**** Фрагмент текста ****

Однако, присмотревшись, я обнаружил, что биографы вовсе не задавались целью высветить различия между великими и обычными смертными; скорее, они стремились показать, что их герои (пусть даже они покоряли Россию, усмиряли индейцев, создавали «Травиату» и изобретали паровые двигатели) почти такие же люди, как вы и я. Это одна из причин, по которым нам нравится читать биографии: они напоминают о том, что их герои состоят из плоти и крови, а не из более прочного материала, как мы могли бы вообразить. Нас интересует характер — человечность, которая складывается из говорящих деталей, заретушированных историей на ее строгом портрете.

Мы с трепетом узнаём, что Наполеон (неукротимый Бонапарт, чье тело покоится под десятью футами мрамора в золоченом Доме инвалидов) любил курицу-гриль и картошку в мундире. Наполеон, питающий слабость к простой снеди, которую мы запросто можем купить в супермаркете по дороге с работы, становится живым человеком, похожим на нас самих. Он оживает — в той мере, в какой был причастен повседневной суете: плакал и бегал за юбками, грыз ногти и ревновал друзей, любил мед и ненавидел мармелад; все эти подробности расплавляют монументальную бронзу официального образа.

**** Данные ****

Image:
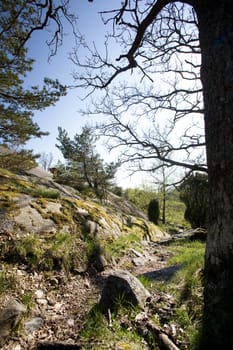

****

> _Задания_
1. Ответьте на вопросы по фрагменту текста:
(а) Что, согласно фрагменту текста, стремились показать биографы?
(б) Какие блюда любил Наполеон?
(в) Что Наполеон ненавидел?
2. Извлеките из фрагмента текста дословно отрывок между словами «Однако, присмотревшись, я» и «ее строгом портрете.» включительно.

> _Ответы к заданиям_
1.
(а) Что их герои почти такие же люди, как вы и я.
(б) Курицу-гриль и картошку в мундире.
(в) Мармелад.

2.
Однако, присмотревшись, я обнаружил, что биографы вовсе не задавались целью высветить различия между великими и обычными смертными; скорее, они стремились показать, что их герои (пусть даже они покоряли Россию, усмиряли индейцев, создавали «Травиату» и изобретали паровые двигатели) почти такие же люди, как вы и я. Это одна из причин, по которым нам нравится читать биографии: они напоминают о том, что их герои состоят из плоти и крови, а не из более прочного материала, как мы могли бы вообразить. Нас интересует характер — человечность, которая складывается из говорящих деталей, заретушированных историей на ее строгом портрете.